**Given instruction:**
Can you keep only the lines below that contain the string "sponsor" and copy each of them out? Treat uppercase and lowercase letters as different.

**Material supplied:**
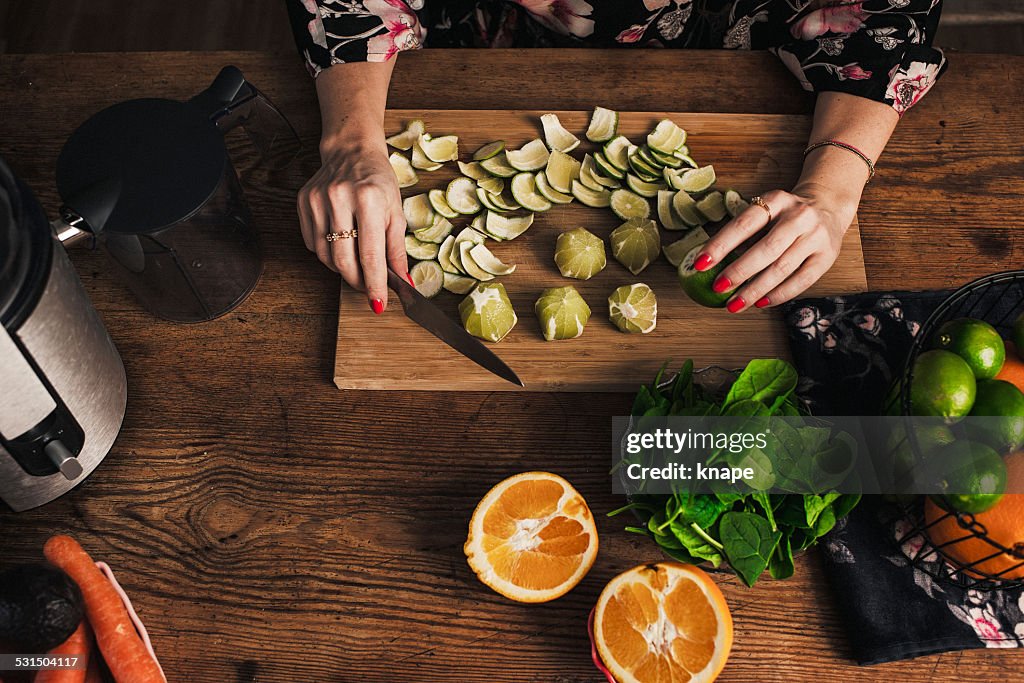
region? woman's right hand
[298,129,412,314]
---
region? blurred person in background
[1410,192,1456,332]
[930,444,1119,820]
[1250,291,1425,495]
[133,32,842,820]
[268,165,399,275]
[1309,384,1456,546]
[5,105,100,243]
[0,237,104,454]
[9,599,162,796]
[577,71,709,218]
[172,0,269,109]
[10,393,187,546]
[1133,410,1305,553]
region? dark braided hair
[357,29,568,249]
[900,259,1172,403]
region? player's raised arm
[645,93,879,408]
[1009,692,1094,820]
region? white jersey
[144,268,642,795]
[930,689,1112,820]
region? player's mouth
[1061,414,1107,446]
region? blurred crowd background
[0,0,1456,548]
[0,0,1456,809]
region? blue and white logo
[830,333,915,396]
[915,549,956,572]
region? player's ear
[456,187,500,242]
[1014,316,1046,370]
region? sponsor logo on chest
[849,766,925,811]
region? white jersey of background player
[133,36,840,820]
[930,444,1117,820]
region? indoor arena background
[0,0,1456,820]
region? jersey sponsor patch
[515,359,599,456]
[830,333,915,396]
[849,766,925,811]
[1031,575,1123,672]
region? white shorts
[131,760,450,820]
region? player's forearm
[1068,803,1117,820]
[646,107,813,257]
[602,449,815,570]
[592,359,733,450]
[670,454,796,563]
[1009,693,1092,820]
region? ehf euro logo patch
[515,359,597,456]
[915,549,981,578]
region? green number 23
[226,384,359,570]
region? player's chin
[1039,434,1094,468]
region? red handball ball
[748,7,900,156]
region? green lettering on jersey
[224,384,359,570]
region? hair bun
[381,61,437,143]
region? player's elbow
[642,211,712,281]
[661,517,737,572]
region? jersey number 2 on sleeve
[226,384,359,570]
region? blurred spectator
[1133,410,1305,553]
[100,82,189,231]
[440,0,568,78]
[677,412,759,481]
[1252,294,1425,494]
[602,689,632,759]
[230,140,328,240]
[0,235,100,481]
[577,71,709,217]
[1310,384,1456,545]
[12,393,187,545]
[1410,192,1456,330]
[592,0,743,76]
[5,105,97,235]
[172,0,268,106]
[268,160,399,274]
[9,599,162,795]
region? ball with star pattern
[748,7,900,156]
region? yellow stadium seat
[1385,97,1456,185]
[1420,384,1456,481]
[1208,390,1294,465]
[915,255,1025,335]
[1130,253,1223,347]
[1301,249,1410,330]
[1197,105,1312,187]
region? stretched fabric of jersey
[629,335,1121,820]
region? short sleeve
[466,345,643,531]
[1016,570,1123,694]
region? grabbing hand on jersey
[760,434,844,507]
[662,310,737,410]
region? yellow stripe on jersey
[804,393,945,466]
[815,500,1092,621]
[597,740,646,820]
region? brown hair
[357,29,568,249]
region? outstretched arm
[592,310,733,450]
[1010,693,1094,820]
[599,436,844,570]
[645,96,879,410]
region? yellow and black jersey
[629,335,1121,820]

**Solution to the problem:**
region? sponsor logo on chest
region? jersey sponsor patch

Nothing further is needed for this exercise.